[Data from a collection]
[Begin]

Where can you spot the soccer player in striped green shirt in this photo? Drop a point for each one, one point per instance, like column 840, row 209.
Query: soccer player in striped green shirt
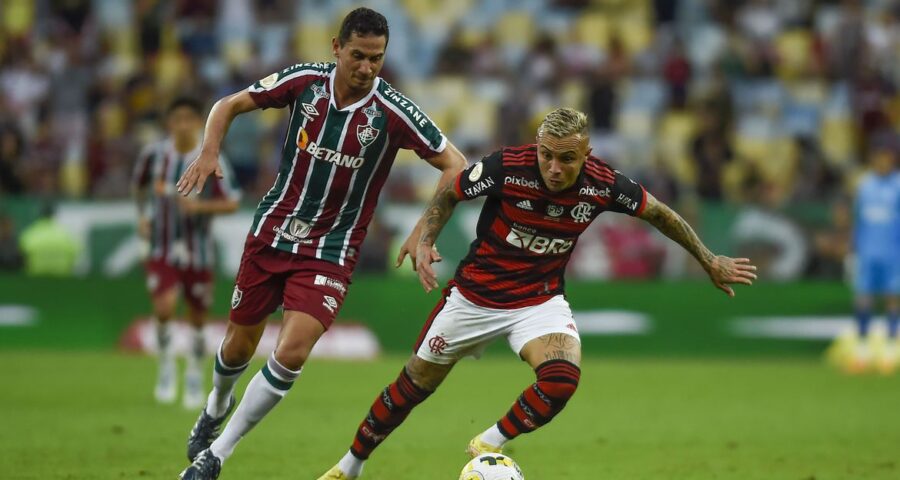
column 346, row 126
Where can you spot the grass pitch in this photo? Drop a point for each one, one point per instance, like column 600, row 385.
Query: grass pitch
column 91, row 416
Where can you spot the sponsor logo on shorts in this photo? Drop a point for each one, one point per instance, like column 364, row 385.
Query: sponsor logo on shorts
column 332, row 283
column 236, row 297
column 330, row 303
column 475, row 174
column 582, row 212
column 437, row 344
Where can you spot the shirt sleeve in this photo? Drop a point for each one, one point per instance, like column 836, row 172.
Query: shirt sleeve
column 628, row 196
column 142, row 168
column 281, row 88
column 418, row 132
column 484, row 177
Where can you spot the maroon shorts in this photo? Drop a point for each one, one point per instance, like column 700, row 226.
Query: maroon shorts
column 269, row 277
column 196, row 284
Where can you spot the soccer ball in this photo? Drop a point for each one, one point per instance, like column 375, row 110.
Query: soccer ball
column 492, row 466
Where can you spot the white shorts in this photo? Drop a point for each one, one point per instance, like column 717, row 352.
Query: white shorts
column 460, row 328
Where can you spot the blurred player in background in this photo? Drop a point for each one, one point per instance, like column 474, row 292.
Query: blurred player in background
column 540, row 198
column 876, row 248
column 346, row 127
column 180, row 258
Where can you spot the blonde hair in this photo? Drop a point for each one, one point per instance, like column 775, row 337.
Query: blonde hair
column 563, row 122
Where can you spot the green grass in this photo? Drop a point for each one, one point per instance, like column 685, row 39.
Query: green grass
column 90, row 415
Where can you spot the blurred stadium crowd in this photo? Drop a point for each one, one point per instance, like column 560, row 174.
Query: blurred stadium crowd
column 764, row 105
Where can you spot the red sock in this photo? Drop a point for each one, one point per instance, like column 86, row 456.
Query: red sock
column 387, row 413
column 557, row 381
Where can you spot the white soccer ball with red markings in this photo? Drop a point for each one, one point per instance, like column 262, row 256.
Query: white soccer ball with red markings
column 492, row 466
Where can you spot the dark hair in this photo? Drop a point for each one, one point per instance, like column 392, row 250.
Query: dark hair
column 363, row 21
column 188, row 102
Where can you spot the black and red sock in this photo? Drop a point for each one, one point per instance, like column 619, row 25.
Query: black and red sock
column 556, row 382
column 387, row 412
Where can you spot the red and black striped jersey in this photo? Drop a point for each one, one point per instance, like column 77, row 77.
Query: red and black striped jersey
column 334, row 161
column 526, row 232
column 177, row 238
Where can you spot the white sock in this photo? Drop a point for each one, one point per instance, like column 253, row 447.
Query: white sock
column 265, row 390
column 163, row 338
column 224, row 378
column 197, row 349
column 164, row 345
column 350, row 465
column 493, row 437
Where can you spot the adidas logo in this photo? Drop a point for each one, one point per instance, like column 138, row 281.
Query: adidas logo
column 525, row 205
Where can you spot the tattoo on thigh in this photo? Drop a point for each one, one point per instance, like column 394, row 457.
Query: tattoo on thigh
column 558, row 340
column 560, row 355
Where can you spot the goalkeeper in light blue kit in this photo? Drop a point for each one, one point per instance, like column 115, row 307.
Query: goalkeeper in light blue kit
column 876, row 246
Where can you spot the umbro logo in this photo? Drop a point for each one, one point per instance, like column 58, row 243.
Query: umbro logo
column 309, row 111
column 525, row 205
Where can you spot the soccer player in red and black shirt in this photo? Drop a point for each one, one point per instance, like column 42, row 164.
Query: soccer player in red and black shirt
column 346, row 126
column 178, row 231
column 540, row 198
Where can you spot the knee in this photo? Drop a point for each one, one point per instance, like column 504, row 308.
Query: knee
column 426, row 375
column 237, row 351
column 558, row 380
column 293, row 354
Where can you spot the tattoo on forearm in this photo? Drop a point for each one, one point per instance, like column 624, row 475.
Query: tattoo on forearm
column 673, row 226
column 437, row 214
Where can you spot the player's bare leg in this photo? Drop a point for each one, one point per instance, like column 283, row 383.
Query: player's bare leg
column 418, row 379
column 555, row 359
column 298, row 335
column 163, row 310
column 232, row 359
column 193, row 397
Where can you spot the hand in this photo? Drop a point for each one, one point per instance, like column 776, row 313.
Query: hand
column 409, row 248
column 726, row 270
column 143, row 228
column 188, row 206
column 425, row 256
column 197, row 173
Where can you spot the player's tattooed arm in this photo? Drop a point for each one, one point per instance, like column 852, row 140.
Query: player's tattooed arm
column 672, row 225
column 437, row 214
column 722, row 270
column 432, row 222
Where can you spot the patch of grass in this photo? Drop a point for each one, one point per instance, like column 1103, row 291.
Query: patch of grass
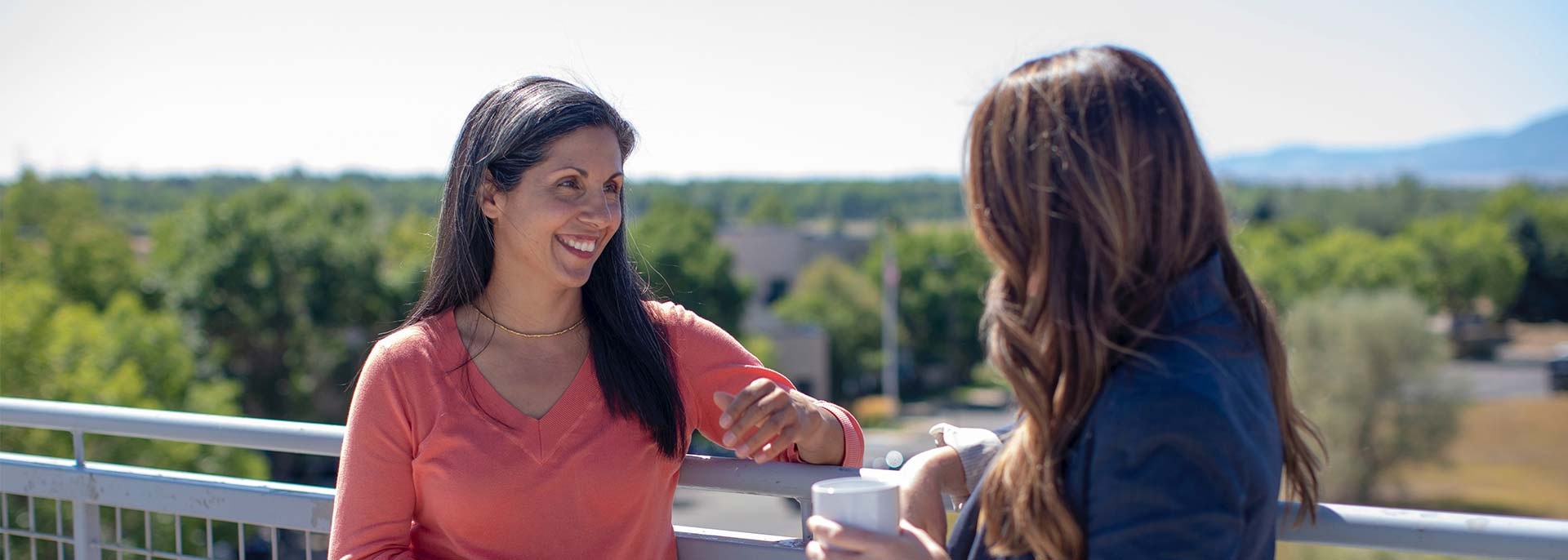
column 1509, row 459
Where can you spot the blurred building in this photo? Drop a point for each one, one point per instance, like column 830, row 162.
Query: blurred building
column 770, row 258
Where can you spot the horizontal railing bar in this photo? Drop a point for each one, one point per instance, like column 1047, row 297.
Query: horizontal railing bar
column 151, row 553
column 1432, row 532
column 247, row 500
column 768, row 479
column 712, row 543
column 190, row 427
column 1438, row 532
column 30, row 534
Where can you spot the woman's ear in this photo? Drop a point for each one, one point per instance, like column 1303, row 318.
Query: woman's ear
column 491, row 200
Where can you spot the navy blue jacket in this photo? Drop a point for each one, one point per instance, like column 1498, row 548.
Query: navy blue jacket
column 1179, row 457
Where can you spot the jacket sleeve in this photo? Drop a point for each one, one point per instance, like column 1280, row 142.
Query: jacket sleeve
column 1164, row 480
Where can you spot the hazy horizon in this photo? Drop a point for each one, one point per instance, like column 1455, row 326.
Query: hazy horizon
column 722, row 91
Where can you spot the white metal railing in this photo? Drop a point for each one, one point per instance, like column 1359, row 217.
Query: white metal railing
column 294, row 521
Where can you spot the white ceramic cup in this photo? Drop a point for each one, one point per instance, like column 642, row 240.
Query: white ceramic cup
column 860, row 502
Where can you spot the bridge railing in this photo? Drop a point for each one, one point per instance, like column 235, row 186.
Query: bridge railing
column 71, row 507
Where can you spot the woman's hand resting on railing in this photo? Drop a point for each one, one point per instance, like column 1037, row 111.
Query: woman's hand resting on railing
column 780, row 418
column 833, row 541
column 925, row 479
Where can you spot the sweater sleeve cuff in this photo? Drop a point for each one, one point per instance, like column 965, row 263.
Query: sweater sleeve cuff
column 853, row 438
column 976, row 449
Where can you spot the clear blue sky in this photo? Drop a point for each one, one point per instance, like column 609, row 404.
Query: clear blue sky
column 731, row 88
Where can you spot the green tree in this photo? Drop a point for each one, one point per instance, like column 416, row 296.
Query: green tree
column 59, row 233
column 1348, row 260
column 941, row 273
column 405, row 258
column 770, row 211
column 1368, row 372
column 1470, row 260
column 841, row 300
column 1539, row 226
column 122, row 355
column 675, row 248
column 283, row 289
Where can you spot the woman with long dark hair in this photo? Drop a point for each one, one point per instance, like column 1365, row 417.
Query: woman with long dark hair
column 537, row 403
column 1156, row 418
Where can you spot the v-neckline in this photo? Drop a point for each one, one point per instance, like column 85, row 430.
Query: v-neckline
column 538, row 437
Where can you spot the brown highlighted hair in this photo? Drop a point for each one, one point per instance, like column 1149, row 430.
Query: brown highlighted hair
column 1092, row 197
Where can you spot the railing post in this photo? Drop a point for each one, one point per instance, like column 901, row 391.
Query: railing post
column 83, row 515
column 804, row 512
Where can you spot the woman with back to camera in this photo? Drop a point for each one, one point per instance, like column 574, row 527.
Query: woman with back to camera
column 537, row 403
column 1156, row 415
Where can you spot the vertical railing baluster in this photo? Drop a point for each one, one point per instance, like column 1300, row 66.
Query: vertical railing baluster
column 83, row 526
column 5, row 521
column 60, row 532
column 804, row 512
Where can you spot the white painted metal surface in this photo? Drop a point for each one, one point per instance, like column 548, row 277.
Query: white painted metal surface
column 274, row 507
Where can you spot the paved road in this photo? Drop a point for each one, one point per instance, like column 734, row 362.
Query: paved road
column 1503, row 379
column 777, row 517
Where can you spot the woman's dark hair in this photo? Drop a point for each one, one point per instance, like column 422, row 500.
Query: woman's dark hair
column 1092, row 197
column 509, row 132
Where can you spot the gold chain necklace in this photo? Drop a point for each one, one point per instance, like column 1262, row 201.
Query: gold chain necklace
column 526, row 335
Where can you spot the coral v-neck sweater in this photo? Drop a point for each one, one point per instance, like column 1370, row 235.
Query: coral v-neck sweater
column 438, row 464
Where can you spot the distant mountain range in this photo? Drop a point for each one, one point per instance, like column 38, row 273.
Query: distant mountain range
column 1539, row 149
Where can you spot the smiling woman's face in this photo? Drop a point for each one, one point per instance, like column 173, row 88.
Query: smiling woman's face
column 555, row 223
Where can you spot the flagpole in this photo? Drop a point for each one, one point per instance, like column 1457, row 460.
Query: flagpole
column 889, row 319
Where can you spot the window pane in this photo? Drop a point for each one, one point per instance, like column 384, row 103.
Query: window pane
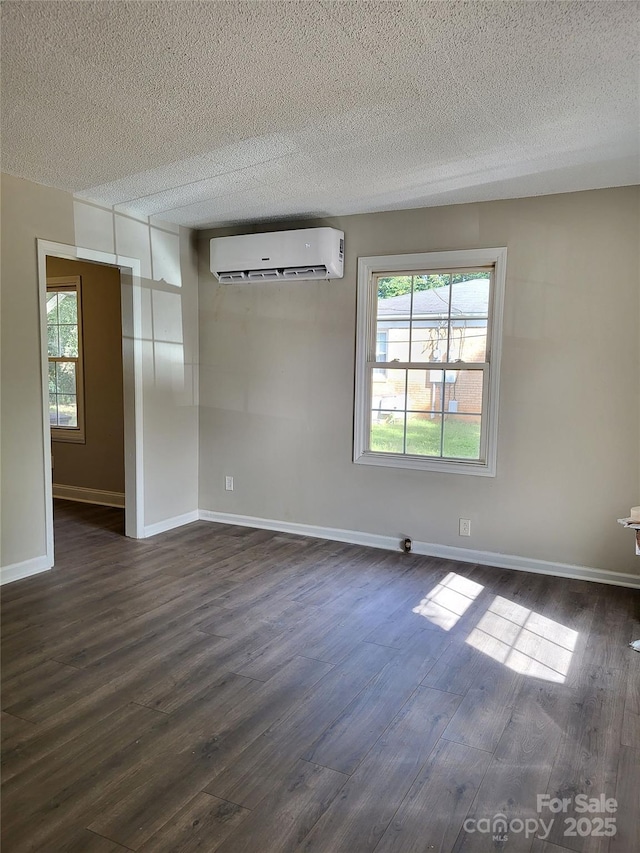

[End]

== Task to carry out ==
Rename "shorts" to "trunks" throughout the stretch from the start of the data through the line containing "column 180, row 258", changing nothing else. Rewrite only that stretch, leaving out the pictures.

== Solution to this exercise ==
Where can you spot the soccer player in striped green shirt in this photo? Drop a point for each one, one point per instance, like column 840, row 209.
Query: soccer player in striped green shirt
column 346, row 126
Where can you spot the grass pitch in this photo? Drop a point for each one, one point per instance, like column 600, row 385.
Query: grass pitch
column 91, row 416
Where can you spot the sponsor logo on trunks in this photo? Drop a point for each one, one point per instance, like column 364, row 385.
Query: sponsor logo on trunks
column 332, row 283
column 236, row 297
column 330, row 303
column 475, row 174
column 582, row 212
column 437, row 344
Where can you spot the shirt sleeve in this photo? Drop a point for each one, one point per instance, like column 836, row 172.
Query: shirt sleeve
column 628, row 196
column 142, row 168
column 281, row 88
column 418, row 132
column 484, row 177
Where can you spot the maroon trunks in this photo? Drop a point for each one, one point per instance, like column 700, row 226.
Query: maroon trunks
column 269, row 277
column 196, row 284
Where can you spot the soccer ball in this photo? Drop a point for each one, one point per instance, like column 375, row 110.
Query: soccer ball
column 492, row 466
Where can you spot the white trunks in this photo? Drop a point for each one, one point per instance, like column 717, row 352.
Query: white trunks
column 460, row 328
Where can you spot the blurred player in background in this photo? Drop a point for each one, one point per instance, like column 474, row 292.
Query: blurred player in background
column 540, row 198
column 876, row 248
column 346, row 127
column 180, row 258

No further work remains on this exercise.